═══ Page excerpt ═══

Dress the 28-year-old grad student.
March 1, 2009 7:25 AM   Subscribe

Where should I be shopping for clothes? 28-year-old straight guy. Long, thin torso; long arms; wide shoulders; ~5'11''; ~165 lbs; USA; East coast/access to NY; athletic and muscled but borderline thin; and a graduate student budget.

Clothing has been the bane of my existence for a very long time. I'll spare you the back story. In any case, I spend most of my time slouched in front of a computer, and I can get away with being an unshaven, sweat-shirted mess. That's both because of the culture here and because I'm relatively good looking.

But, for work, campus, and nightlife, I'd like to look a little bit nicer, even a lot nicer (because I think I could pull it off if I tried), but without looking too stiff, and without looking like I'm trying too hard. I feel like it would make me more comfortable and the people around me more comfortable. I think everything hangs funny on me because of my body shape, but that's probably my problem. (Many people have commented that I look like a sculpture when I'm naked, and that it's totally unapparent with my clothing on. See top again for body description.) Also, most of the people around me are a few years younger, and I don't want to dress too old in order to keep up the rapport. (That being said, I try to date people my age or a little older.)

I hate hipsters, cynicism, sarcasm, angst, and drinking the kool-aid. But irony, post-postmodern [sic] and "meta" anything is welcome in small doses. I want to project a friendly, approachable, effortless, laid-back competence, with a bit of an edgy edge, and I really, really don't want to look like I'm trying too hard or trying to be stylish.

I shave once or twice a week, and I'm hoping I can put stuff together that can handle that look. Can any of the above work a little bit rumpled? When I don't shave, I look edgy or gross, depending on unknown factors. When I do shave I look super-clean-cut and even baby-faced, though with a strong jaw.

(I tend to shop at express men's and banana republic, just to give a sense of where I'm going right now. I pretty much own only t-shirts, sweatshirts, and jeans. I'm on a budget, but I'm willing to spend good money on durable clothing that won't go out of style.)

What should I wear? Where should I look for ideas? (What are some good first steps because, clearly, I'm trying too hard and I have an unapproachable ideal in my head--and that's why I default to t-shirts and jeans.)
posted by zeek321 to Clothing, Beauty, & Fashion (22 answers total) 43 users marked this as a favorite
 
You can get stylish and cheap at H&M (one on Walnut and one on Chestnut, both just east of Rittenhouse) but don't expect it to last for a long time.

Having been in your position (28 y/o, grad student in Philadelphia, looking to up the style quotient), a few things I've noticed:

1. Shoes matter. You could be wearing jeans and a t-shirt, but some Campers/etc or stylish boots rather than sneakers will drastically alter your appearance.

2. Fit and style matter. Jeans and t-shirts can project "style maven" rather than "broke-ass grad student", if they're the right kind. Think more American Apparel tailored/slim-fit t's rather than Hanes Beefy T's, and slimmer straight-leg or boot-cut dark-wash jeans rather than your typical relaxed-fit lighter jeans. Fitted t-shirts with cool, stylish designs, rather than ironic slogans, help in the same regard too. You're a slim guy; wear things that fit you rather than things are too baggy (also avoid too tight... there's a time and place for that, and that time and place is when a) you're racing a bicycle or b) you're a go-go dancer in a cage).

═══

• Task set
A – In the clothing advice thread, which two stores does the poster say they tend to shop at?
B – Write out the part of the clothing advice thread starting with "I shave once" and going on through "t-shirts and jeans.)".
The items after this come from a different source than the thread.

═══ Given data ═══

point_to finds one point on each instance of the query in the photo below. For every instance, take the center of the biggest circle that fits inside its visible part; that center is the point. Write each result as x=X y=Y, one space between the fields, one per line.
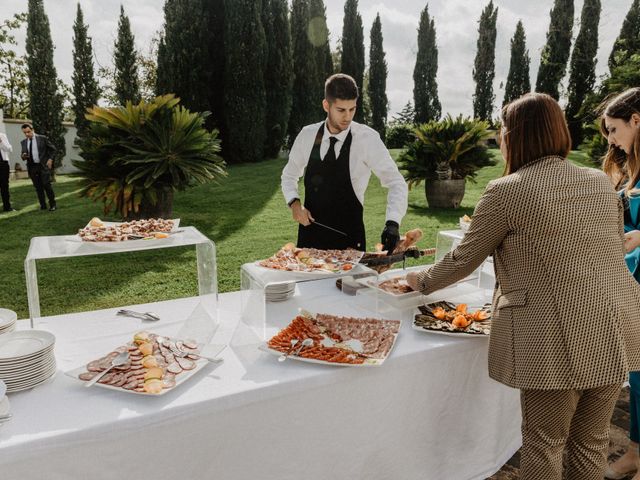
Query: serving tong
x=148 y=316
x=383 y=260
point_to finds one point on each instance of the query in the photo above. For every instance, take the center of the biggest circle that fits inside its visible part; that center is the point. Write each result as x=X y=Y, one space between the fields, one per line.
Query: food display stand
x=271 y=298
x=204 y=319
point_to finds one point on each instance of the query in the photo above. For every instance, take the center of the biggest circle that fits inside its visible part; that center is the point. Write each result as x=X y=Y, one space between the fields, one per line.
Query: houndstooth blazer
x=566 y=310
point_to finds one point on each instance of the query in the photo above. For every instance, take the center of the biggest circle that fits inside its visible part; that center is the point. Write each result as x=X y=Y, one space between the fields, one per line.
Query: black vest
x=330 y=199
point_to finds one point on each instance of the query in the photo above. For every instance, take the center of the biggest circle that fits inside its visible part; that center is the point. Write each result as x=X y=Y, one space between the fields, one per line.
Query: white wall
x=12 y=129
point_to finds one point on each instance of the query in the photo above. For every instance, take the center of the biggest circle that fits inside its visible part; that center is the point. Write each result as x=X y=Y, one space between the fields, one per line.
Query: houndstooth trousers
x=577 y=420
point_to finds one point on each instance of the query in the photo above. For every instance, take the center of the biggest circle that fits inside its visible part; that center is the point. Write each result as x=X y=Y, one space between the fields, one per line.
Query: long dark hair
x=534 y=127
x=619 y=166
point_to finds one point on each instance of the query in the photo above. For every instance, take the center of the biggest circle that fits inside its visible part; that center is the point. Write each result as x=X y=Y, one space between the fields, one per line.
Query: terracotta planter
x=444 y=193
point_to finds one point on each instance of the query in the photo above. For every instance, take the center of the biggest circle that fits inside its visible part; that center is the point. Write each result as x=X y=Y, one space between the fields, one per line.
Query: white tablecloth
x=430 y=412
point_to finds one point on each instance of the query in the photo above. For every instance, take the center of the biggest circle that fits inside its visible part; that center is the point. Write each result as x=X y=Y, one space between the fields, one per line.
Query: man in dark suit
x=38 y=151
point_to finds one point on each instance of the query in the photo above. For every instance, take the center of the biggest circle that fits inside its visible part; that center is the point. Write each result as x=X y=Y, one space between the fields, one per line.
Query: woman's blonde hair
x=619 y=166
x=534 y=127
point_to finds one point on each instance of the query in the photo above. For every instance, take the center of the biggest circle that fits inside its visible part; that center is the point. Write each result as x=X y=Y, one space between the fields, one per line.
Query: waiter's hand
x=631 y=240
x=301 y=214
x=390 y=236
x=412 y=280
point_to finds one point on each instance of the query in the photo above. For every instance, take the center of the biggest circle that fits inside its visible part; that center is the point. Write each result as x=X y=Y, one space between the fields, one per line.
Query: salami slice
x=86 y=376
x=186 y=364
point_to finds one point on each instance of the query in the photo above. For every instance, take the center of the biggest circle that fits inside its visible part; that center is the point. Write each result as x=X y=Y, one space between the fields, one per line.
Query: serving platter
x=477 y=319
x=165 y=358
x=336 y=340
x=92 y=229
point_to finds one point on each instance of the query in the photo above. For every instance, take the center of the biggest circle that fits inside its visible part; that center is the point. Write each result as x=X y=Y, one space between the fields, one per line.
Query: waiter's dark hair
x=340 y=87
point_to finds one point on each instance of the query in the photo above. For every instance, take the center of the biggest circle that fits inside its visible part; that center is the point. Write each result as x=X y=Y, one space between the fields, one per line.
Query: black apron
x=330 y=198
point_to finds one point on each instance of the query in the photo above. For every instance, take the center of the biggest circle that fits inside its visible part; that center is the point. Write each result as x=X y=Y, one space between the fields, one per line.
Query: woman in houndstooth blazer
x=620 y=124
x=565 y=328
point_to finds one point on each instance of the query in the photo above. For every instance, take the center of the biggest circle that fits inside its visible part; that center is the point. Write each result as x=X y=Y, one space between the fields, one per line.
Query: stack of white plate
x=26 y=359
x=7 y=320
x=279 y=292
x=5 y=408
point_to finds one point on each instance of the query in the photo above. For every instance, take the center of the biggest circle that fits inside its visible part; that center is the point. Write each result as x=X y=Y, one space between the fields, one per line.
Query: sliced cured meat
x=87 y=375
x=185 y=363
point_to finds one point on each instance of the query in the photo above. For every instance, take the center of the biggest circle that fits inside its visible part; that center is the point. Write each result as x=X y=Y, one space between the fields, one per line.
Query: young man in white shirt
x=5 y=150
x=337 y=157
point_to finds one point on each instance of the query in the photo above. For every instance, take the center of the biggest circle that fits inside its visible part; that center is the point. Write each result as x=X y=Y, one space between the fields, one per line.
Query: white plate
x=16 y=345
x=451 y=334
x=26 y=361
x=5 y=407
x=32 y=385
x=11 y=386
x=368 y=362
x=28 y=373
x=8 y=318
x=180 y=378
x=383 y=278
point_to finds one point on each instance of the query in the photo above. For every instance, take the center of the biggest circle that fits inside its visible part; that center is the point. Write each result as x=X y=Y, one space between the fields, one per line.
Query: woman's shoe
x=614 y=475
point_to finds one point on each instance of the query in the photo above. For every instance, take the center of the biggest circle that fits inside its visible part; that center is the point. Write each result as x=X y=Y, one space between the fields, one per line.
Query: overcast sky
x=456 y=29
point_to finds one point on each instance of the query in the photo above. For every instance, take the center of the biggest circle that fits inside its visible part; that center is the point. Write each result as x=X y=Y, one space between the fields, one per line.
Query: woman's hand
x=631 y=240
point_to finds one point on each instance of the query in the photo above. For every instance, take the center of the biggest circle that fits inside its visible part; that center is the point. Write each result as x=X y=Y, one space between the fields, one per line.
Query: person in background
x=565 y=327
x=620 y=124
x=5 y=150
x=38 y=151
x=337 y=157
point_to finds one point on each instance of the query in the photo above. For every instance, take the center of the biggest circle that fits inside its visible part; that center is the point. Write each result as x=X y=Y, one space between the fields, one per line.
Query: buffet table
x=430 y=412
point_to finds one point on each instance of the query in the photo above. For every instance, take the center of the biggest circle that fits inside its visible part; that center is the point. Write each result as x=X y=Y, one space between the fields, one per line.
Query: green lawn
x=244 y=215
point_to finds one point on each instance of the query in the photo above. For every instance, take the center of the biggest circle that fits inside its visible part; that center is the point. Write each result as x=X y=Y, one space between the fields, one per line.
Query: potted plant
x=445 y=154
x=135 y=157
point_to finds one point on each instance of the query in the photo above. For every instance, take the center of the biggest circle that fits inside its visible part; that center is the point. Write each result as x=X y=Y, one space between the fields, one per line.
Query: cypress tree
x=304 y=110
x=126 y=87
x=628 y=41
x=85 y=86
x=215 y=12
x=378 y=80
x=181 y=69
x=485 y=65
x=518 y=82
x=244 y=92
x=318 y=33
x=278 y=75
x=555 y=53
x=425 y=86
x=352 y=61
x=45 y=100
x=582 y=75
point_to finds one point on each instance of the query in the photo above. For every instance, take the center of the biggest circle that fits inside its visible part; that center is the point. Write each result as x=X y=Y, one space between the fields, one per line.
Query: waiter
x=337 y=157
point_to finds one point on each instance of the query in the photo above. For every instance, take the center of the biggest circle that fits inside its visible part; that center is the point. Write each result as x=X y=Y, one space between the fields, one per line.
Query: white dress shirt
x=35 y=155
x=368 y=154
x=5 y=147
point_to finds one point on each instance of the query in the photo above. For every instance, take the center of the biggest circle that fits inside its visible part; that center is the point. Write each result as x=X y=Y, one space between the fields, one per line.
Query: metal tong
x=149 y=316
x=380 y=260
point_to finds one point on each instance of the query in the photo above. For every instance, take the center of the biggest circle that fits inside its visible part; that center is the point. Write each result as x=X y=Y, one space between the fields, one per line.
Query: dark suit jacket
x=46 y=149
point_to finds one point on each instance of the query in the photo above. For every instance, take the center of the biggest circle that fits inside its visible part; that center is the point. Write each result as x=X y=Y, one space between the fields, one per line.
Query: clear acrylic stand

═══

• Solutions to each task
A – Express Men's and Banana Republic.

B –
I shave once or twice a week, and I'm hoping I can put stuff together that can handle that look. Can any of the above work a little bit rumpled? When I don't shave, I look edgy or gross, depending on unknown factors. When I do shave I look super-clean-cut and even baby-faced, though with a strong jaw.

(I tend to shop at express men's and banana republic, just to give a sense of where I'm going right now. I pretty much own only t-shirts, sweatshirts, and jeans. I'm on a budget, but I'm willing to spend good money on durable clothing that won't go out of style.)

What should I wear? Where should I look for ideas? (What are some good first steps because, clearly, I'm trying too hard and I have an unapproachable ideal in my head--and that's why I default to t-shirts and jeans.)